[Records contained in a dataset]
========================================================================
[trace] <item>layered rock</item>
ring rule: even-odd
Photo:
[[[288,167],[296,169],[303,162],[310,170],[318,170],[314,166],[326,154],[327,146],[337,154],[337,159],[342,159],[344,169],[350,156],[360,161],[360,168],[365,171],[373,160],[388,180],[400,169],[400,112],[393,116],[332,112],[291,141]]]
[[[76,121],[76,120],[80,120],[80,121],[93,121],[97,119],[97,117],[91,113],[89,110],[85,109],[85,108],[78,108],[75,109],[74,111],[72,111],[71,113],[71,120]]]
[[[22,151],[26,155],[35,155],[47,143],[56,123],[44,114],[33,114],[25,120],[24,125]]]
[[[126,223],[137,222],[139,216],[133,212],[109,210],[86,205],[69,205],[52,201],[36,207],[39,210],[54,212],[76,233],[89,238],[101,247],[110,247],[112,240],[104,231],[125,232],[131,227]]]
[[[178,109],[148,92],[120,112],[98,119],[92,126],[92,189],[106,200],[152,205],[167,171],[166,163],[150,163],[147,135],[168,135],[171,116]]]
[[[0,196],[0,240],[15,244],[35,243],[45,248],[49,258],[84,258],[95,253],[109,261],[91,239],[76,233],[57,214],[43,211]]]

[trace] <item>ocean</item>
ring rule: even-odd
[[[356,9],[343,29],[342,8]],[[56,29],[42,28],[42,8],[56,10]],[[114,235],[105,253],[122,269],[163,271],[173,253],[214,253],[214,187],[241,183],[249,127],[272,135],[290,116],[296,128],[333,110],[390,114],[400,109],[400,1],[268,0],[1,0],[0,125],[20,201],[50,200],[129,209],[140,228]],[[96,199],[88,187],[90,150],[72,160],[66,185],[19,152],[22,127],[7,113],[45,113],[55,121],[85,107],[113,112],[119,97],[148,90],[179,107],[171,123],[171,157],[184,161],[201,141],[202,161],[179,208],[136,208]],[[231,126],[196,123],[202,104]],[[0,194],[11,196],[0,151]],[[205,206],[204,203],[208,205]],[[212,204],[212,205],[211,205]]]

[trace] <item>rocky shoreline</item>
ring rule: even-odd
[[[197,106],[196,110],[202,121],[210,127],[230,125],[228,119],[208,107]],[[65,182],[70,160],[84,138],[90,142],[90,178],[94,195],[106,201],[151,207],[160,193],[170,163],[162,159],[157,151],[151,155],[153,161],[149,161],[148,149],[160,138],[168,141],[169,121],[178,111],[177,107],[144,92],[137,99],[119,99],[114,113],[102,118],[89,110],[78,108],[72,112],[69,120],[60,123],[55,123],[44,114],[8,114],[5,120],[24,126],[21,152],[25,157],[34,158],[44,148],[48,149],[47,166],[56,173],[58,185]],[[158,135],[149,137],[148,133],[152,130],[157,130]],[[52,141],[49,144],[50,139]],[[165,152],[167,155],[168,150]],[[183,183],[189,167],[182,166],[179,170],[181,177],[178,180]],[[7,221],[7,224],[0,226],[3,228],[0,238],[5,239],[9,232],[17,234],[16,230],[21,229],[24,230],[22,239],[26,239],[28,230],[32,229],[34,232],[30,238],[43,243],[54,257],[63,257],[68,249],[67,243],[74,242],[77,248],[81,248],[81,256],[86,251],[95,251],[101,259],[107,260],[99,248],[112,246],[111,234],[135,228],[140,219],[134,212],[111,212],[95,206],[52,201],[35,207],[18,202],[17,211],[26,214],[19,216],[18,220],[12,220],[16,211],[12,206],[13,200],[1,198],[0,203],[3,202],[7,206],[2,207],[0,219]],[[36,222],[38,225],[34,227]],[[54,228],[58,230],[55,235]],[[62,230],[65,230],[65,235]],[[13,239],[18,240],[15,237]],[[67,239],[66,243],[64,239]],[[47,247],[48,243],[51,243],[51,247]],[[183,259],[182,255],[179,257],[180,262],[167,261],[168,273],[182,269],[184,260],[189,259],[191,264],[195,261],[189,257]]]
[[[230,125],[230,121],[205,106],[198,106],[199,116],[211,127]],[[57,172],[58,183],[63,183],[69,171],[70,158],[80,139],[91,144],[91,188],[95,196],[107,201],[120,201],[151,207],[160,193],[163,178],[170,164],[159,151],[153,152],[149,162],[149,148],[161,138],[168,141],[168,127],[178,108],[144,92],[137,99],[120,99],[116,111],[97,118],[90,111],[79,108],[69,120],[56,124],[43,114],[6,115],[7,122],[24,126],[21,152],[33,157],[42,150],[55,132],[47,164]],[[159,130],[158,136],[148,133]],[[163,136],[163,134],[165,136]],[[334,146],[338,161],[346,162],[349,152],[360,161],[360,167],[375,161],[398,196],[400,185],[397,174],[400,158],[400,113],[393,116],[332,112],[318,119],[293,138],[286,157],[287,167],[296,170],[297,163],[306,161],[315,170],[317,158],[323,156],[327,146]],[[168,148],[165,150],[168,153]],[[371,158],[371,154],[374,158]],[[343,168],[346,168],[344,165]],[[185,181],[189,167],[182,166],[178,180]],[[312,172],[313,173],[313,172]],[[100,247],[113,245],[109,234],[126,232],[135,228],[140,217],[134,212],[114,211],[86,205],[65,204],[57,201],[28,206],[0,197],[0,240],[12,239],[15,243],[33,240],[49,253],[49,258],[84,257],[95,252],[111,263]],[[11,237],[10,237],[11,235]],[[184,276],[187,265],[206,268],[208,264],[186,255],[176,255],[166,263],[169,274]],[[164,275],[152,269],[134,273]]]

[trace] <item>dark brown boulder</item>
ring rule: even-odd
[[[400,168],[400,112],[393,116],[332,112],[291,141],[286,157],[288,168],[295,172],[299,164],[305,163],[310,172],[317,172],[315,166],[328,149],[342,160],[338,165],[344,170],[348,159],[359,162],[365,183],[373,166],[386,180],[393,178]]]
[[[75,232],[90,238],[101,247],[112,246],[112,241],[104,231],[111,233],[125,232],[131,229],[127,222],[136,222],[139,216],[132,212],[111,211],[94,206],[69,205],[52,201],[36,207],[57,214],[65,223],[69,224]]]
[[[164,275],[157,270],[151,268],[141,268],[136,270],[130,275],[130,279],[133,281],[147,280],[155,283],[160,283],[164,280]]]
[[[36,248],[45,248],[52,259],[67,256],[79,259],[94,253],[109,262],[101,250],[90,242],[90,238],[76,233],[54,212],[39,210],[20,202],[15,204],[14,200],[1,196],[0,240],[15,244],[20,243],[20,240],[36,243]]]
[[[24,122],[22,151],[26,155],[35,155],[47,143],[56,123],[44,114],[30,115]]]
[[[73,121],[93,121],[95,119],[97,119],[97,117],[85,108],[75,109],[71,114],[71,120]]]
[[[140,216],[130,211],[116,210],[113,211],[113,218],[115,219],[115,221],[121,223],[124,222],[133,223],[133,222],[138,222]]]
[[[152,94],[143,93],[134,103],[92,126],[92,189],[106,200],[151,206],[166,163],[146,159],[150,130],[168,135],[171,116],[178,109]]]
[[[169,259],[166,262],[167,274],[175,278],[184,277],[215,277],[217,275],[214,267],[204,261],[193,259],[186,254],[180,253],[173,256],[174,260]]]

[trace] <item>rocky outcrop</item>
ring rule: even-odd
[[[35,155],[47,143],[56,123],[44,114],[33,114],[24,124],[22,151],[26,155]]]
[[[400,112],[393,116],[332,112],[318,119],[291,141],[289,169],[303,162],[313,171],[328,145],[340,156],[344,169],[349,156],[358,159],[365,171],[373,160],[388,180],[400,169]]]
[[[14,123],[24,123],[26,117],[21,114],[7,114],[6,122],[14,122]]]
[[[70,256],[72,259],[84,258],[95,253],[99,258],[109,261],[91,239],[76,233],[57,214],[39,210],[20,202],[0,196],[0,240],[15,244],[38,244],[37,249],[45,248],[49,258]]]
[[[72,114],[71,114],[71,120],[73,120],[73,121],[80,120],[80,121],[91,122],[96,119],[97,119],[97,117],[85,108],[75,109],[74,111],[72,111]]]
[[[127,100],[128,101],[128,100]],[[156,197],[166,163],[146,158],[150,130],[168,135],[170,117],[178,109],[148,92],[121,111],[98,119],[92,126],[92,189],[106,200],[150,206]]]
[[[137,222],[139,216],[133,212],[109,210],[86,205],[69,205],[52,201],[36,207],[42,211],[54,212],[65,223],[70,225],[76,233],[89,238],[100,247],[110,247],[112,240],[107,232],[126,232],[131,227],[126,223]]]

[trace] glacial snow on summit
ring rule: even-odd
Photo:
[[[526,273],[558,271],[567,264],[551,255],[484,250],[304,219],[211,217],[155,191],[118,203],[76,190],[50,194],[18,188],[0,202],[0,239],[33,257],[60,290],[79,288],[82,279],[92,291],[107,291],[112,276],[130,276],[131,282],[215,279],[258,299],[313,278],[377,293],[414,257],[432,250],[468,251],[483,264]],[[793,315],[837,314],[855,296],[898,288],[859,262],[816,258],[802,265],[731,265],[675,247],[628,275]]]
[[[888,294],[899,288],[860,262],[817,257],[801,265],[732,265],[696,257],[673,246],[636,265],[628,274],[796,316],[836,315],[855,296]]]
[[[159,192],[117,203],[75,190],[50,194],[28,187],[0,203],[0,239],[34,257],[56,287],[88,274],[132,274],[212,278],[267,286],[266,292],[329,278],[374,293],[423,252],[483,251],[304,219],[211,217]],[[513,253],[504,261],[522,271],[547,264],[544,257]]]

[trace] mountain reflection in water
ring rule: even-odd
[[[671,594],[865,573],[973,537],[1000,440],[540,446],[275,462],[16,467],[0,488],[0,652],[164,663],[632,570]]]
========================================================================
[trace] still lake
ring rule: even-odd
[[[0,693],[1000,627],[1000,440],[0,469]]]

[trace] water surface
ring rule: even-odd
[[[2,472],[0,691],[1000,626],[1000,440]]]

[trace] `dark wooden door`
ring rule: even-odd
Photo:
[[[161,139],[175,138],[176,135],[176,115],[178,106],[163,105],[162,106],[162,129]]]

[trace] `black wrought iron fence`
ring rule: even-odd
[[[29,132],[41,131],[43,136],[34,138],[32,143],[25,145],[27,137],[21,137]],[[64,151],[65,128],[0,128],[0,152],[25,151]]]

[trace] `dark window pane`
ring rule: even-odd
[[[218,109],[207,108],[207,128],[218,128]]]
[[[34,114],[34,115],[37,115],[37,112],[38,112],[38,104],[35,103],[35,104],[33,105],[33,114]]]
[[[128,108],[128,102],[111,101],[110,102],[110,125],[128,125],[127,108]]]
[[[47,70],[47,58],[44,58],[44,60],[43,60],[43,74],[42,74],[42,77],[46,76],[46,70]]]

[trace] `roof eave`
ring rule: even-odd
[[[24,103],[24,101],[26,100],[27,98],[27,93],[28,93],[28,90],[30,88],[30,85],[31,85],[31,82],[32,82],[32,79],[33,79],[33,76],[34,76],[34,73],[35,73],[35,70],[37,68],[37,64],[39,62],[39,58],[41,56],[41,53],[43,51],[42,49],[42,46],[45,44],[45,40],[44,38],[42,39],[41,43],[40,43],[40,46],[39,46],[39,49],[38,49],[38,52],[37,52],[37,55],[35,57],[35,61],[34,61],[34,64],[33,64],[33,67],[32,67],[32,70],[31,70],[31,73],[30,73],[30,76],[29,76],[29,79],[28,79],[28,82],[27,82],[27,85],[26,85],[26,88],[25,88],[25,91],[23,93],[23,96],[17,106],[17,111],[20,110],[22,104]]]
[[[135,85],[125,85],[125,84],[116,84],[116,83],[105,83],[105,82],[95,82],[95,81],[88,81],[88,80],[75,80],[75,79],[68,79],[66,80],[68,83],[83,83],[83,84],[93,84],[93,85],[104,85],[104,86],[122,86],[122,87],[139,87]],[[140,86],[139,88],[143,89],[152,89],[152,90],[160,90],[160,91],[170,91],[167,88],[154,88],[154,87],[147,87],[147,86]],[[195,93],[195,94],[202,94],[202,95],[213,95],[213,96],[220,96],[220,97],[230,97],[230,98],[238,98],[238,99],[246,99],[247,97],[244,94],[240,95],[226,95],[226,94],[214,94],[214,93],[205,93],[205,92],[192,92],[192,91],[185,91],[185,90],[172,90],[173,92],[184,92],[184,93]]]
========================================================================
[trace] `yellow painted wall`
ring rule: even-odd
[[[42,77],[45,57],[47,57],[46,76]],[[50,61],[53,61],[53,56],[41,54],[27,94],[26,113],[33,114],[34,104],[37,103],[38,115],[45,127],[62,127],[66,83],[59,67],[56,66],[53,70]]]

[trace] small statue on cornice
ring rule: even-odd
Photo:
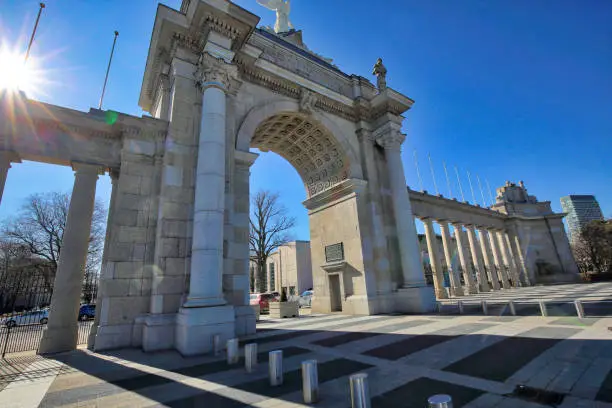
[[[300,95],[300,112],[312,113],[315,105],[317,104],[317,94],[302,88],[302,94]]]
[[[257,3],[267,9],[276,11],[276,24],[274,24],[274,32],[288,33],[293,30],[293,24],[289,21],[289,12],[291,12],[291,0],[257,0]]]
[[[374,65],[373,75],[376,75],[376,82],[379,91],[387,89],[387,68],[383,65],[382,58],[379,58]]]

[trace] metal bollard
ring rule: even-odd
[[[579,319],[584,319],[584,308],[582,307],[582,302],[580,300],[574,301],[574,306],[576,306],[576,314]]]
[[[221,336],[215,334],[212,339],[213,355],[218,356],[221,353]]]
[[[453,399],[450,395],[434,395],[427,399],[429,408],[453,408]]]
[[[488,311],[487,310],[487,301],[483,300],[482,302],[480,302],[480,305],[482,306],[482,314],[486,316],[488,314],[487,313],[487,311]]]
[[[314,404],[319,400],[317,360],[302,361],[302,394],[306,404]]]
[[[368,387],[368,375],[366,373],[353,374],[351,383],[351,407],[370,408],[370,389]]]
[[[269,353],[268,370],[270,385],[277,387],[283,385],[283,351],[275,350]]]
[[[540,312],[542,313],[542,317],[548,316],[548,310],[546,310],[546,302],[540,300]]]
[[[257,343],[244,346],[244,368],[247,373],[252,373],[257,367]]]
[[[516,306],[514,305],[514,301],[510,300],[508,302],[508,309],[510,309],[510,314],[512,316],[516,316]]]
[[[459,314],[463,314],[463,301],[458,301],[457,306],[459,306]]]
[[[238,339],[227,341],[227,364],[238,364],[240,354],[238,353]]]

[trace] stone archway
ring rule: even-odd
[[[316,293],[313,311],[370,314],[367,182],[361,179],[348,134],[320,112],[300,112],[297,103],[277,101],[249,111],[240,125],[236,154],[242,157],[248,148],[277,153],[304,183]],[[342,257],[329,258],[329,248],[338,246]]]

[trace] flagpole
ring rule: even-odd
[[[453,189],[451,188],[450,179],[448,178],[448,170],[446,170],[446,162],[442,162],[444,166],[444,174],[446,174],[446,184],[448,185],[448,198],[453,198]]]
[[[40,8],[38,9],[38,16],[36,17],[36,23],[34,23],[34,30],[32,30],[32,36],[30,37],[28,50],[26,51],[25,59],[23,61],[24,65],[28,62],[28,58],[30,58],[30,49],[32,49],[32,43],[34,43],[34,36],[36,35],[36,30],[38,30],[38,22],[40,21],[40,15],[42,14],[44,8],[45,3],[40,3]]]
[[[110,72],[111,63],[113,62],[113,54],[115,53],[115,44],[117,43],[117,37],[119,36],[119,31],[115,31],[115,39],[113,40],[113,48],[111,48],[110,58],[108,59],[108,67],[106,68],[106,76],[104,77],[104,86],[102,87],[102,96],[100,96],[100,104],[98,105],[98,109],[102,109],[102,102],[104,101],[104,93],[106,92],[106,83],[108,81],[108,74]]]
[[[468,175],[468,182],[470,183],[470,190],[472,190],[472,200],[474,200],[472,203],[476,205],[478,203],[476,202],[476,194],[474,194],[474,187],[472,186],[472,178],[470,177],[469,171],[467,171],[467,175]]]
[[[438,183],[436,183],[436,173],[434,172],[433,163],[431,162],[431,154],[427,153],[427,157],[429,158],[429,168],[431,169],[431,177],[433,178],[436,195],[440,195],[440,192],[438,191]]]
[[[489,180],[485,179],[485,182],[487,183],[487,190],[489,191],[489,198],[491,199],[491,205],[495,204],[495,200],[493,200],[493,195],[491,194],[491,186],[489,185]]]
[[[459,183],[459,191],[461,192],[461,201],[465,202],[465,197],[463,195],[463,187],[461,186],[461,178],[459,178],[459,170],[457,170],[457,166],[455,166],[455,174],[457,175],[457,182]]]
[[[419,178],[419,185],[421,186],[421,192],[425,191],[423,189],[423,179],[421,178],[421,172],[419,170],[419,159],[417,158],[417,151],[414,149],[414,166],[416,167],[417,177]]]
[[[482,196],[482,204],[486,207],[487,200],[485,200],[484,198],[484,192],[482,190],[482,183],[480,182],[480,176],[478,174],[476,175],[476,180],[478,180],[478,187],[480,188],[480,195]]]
========================================================================
In the entries above, count the lines that include "rocky" and write nothing but that number.

Response area
2